+++ TESTO MOSTRATO

Corriere della Sera - La Lettura
La rivoluzione (non) è in ginocchio
C’erano stati Martin Luther
King (1965) e Willy Brandt
(1970) e Karol Wojtyla
(1979). Ma quando Colin
Kaepernick, un giocatore di football, prima rifiuta di alzarsi durante l’inno e poi mette un ginocchio a terra per protestare contro il razzismo in America, il gesto prende nuovo senso. Fino alla rabbia per l’uccisione di George Floyd, un anno fa, e alla disarmante preghiera della suora birmana Ann Rose
Il 26 agosto 2016 Colin Kaepernick non si alza dalla panchina al momento dell’inno americano. Il quarterback dei San Francisco 49ers protesta così contro la brutalità razzista della polizia, in particolare per la morte del ventenne nero Mario Woods. Nelle ore che seguono il gesto di Kaepernick, l’ex collega della lega del football americano e veterano di guerra Nate Boyer gli suggerisce un modo più rispettoso di protestare: perché la prossima volta non t’inginocchi? Il gesto è familiare a ogni quarterback che può fermare il gioco, appena ricevuta la palla ovale, se mette un ginocchio a terra.

++++++
+++ INFORMAZIONI FORNITE

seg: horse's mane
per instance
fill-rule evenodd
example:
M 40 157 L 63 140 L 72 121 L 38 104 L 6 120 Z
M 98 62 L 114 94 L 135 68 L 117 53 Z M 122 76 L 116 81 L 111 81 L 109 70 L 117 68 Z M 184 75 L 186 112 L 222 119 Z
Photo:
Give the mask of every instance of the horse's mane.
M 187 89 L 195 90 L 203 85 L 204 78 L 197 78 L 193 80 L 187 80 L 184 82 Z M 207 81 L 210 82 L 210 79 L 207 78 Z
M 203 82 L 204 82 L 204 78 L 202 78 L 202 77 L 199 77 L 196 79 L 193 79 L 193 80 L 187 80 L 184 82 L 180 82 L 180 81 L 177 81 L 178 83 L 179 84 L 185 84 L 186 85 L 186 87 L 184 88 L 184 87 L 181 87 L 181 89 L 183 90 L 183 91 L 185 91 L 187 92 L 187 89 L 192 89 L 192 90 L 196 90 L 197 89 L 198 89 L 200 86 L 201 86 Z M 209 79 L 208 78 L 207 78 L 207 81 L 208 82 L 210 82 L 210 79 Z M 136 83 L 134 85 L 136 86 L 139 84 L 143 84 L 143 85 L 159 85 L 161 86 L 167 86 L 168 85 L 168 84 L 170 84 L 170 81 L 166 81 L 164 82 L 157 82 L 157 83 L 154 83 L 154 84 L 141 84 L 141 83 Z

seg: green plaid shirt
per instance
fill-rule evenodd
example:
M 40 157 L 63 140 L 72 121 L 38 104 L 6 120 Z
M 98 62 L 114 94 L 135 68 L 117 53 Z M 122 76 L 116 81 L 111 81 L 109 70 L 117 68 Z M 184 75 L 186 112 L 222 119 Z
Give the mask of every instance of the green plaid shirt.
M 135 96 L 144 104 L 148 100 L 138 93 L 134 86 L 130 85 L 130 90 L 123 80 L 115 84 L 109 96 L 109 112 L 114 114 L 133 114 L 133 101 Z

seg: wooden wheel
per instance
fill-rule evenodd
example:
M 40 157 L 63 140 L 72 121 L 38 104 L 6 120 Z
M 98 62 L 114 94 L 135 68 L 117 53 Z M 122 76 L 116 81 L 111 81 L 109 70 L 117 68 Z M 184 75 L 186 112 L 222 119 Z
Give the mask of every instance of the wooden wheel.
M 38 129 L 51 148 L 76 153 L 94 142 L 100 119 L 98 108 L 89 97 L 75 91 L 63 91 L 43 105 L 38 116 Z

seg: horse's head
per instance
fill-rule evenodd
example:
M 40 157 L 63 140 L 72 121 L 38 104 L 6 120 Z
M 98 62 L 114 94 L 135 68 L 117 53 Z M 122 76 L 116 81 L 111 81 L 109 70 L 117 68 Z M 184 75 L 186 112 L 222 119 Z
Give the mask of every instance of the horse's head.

++++++

OBIETTIVO DELL'ESERCIZIO:
Secondo il testo mostrato, chi suggerì a Colin Kaepernick di inginocchiarsi durante l'inno invece di restare seduto?

PROBLEMA RISOLTO:
Glielo suggerì Nate Boyer, ex collega della lega del football americano e veterano di guerra.